● **What you will do**:
A - In the stock option agreement, what is the minimum age at which a participant's departure can count as "Retirement"?
B - List every term that the stock option agreement defines by placing it in quotation marks.
C - Quote the stock option agreement word for word, everything from "1. Option Vesting" down to "greater than 70.".

● **Passage to read**:
OPTION AGREEMENT FOR NONQUALIFIED STOCK OPTION
This Option Agreement evidences the grant of a Nonqualified Stock Option (the "Option") to Participant under the West
Coast Bancorp 2002 Stock Incentive Plan (the "Plan").
Capitalized terms used below but not defined in the Notice of Grant of Stock Options (the "Notice") are defined in the Plan.
1. Option Vesting and Exercise
The Option is on terms set forth in the Notice and is subject to all applicable provisions of the Plan and to the following
terms and conditions:
For purposes of this Option, pursuant to authority granted under the Plan and notwithstanding Section 1(x) of the Plan,
“Retirement” means retirement from active employment with the Company, a Subsidiary or Affiliate at a time when (a) the
Participant is age 62 or older, and (b) the sum of Participant’s age plus Participant’s years of employment service with the
Company, or a Subsidiary or Affiliate, is equal to or greater than 70.

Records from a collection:
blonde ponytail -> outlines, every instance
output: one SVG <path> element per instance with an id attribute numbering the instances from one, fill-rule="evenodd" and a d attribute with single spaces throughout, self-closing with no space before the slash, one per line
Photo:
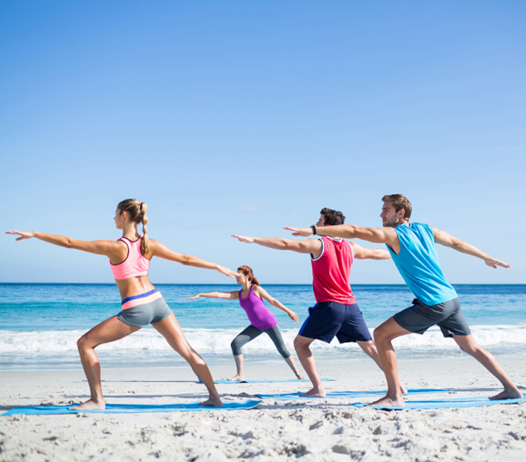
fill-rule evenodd
<path id="1" fill-rule="evenodd" d="M 142 240 L 141 241 L 141 253 L 143 255 L 146 255 L 150 251 L 150 241 L 146 236 L 148 228 L 146 227 L 146 223 L 148 222 L 148 217 L 146 217 L 146 210 L 148 206 L 146 203 L 139 202 L 136 199 L 125 199 L 119 203 L 117 206 L 117 209 L 122 212 L 127 212 L 130 220 L 134 223 L 139 224 L 142 223 Z"/>
<path id="2" fill-rule="evenodd" d="M 243 274 L 248 276 L 248 281 L 252 286 L 259 285 L 259 281 L 254 277 L 254 272 L 250 267 L 247 267 L 246 264 L 244 264 L 237 268 L 237 271 L 242 272 Z"/>
<path id="3" fill-rule="evenodd" d="M 141 241 L 141 253 L 143 255 L 146 255 L 150 251 L 150 241 L 146 236 L 148 232 L 148 228 L 146 227 L 146 223 L 148 222 L 148 217 L 146 217 L 146 210 L 148 206 L 144 203 L 141 203 L 141 215 L 142 215 L 142 241 Z"/>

● **Solved problems**:
A - 62

B - Option, Plan, Notice, Retirement

C -
1. Option Vesting and Exercise
The Option is on terms set forth in the Notice and is subject to all applicable provisions of the Plan and to the following
terms and conditions:
For purposes of this Option, pursuant to authority granted under the Plan and notwithstanding Section 1(x) of the Plan,
“Retirement” means retirement from active employment with the Company, a Subsidiary or Affiliate at a time when (a) the
Participant is age 62 or older, and (b) the sum of Participant’s age plus Participant’s years of employment service with the
Company, or a Subsidiary or Affiliate, is equal to or greater than 70.